[Rows from a pointing dataset]
+ + + + +
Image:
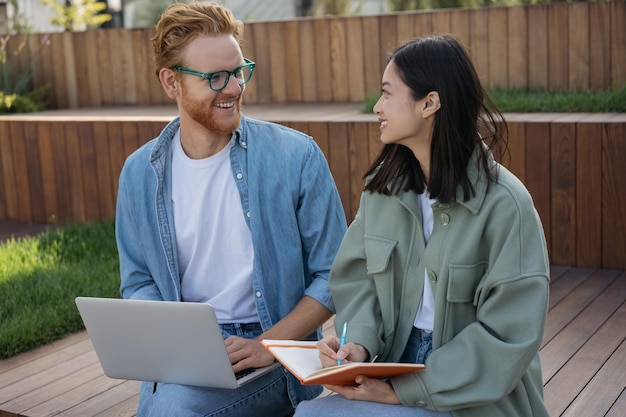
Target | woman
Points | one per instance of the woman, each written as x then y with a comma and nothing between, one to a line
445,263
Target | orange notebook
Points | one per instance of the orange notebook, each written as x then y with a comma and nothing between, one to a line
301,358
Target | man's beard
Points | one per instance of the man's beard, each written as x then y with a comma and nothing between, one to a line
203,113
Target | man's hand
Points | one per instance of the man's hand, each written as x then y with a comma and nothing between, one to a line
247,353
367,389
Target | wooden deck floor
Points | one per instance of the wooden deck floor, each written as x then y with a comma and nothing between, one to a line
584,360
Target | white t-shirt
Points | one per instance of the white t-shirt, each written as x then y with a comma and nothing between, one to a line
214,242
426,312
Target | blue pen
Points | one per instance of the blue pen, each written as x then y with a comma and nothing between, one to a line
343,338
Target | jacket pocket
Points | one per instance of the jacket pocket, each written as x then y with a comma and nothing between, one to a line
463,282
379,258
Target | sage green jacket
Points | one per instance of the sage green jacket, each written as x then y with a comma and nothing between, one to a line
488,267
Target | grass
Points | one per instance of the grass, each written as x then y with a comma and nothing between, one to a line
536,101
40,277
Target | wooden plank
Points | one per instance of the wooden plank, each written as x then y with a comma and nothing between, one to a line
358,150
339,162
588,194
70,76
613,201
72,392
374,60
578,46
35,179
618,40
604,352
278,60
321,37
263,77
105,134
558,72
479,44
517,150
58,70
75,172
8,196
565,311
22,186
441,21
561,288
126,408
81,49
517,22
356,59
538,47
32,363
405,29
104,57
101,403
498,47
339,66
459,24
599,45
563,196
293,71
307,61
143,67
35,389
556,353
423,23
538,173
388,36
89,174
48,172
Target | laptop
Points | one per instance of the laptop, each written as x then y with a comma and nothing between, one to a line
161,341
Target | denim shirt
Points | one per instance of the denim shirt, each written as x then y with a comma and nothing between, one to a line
+ + + + +
WHAT YOU HAVE TO DO:
Reproduce every record above exactly, omitting the pictures.

EXERCISE ANSWER:
Image:
Target | woman
Points | one per instance of the woman, each written as x then y with a comma and nothing between, one to a line
445,263
Target | orange notebook
Points | one per instance of the orange notebook, each written as x then y with a comma and nothing between, one to a line
301,358
Target | man's beard
Points | one per instance of the man's beard, each written as x then y with a comma and nothing between, one to a line
203,113
Target | man's hand
Points | one per instance of the man's hand, each written as x then y with a comma and nothing between, one to a line
247,353
367,389
Target | wooden deck floor
Points | one per instance of the wooden deck floor, each written as x then y with a comma and nothing between, one to a line
584,360
Target | white t-shirt
Points | one per instance of the white t-shirt, each written as x then y with a comma and nothing between, one to a line
214,242
426,312
Target | blue pen
Points | one per instance of the blue pen, each written as x then y with a comma and nothing between, one to a line
343,338
Target | jacket pocket
Points | one per instance of the jacket pocket, each written as x then y with a comma and nothing between, one to a line
463,282
379,258
Target | sage green jacket
Points | one per instance of the sage green jacket, each written as x then y with a comma and nothing between, one to a line
488,267
Target | grass
Points | one per instance of the grass, each written as x then y with a comma and nothing between, one to a line
536,101
40,277
Target | wooden plank
Points | one per instance of the wooden plank, each written as x then y with a comma and nothing between, one to a line
358,150
339,162
588,194
70,76
613,201
72,392
374,60
578,46
35,179
618,40
604,352
278,60
321,37
263,77
105,134
558,72
479,44
517,150
58,70
75,172
8,196
565,311
22,186
441,21
561,288
126,408
81,49
517,22
356,59
538,47
32,363
405,29
104,57
101,403
498,47
339,66
459,24
599,45
563,196
293,71
307,61
143,67
35,389
556,353
423,23
538,173
388,36
89,174
48,172
Target | laptop
Points | one per instance of the laptop, each written as x then y with a comma and nothing between, one to a line
161,341
Target | denim shirt
Points | one per instance of the denim shirt, each written as x then y with a comma and nothing between, one to a line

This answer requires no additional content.